> [MATERIAL PROVIDED]:

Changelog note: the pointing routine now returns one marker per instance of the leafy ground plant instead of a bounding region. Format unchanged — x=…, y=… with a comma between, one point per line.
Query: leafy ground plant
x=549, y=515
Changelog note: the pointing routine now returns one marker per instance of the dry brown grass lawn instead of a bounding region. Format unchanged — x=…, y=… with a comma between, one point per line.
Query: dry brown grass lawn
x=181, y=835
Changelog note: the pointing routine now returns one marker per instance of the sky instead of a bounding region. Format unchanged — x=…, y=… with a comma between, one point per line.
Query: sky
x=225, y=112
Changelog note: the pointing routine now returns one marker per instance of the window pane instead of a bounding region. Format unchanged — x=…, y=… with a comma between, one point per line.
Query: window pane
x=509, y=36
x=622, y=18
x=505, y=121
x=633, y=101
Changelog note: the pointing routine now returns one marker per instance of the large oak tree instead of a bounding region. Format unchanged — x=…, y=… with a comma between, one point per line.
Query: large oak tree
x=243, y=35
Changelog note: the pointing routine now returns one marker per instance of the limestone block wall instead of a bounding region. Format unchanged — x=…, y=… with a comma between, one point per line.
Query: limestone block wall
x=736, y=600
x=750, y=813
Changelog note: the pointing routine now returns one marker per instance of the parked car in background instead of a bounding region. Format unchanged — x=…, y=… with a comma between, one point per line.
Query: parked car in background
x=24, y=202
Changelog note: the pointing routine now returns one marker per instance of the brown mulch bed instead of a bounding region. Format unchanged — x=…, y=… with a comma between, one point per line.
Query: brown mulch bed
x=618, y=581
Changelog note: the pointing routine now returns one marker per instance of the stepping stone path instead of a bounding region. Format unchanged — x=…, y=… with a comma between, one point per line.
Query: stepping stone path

> [STATED EXERCISE]: Leave out every line before the one containing "of the window"; set down that line and all remaining lines of the material exactly.

> [SOLUTION TO THE EXERCISE]:
Changelog note: the pointing routine now returns one marker per instance of the window pane instead of a bounding region. Format unchanged — x=…, y=… with a comma between, one point per line.
Query: window pane
x=509, y=36
x=622, y=18
x=505, y=121
x=633, y=101
Changelog note: the pointing routine now returns one marker per instance of the large oak tree instead of a bounding region. Format unchanged — x=…, y=… with a comma between, one point per line.
Query: large oak tree
x=243, y=35
Changelog note: the pointing routine now returns one marker per instance of the limestone block wall instead of a bounding region. Format unchanged — x=…, y=… with a comma between, one point per line.
Query: limestone block wall
x=736, y=600
x=750, y=813
Changelog note: the pointing routine now returns one marker per instance of the parked car in background instead of a bounding region. Format unchanged — x=…, y=… with a comma between, one point per line.
Query: parked car in background
x=24, y=202
Changelog note: the pointing routine now returns one marker per instance of the brown mulch bed instead of a bounding region. Format unchanged — x=…, y=… with a comma between, one point per line.
Query: brown mulch bed
x=618, y=581
Changelog note: the pointing routine now returns one marker per instance of the stepping stone path instead of a bounding region. Format unchanged — x=…, y=… with a comma between, one point per line.
Query: stepping stone path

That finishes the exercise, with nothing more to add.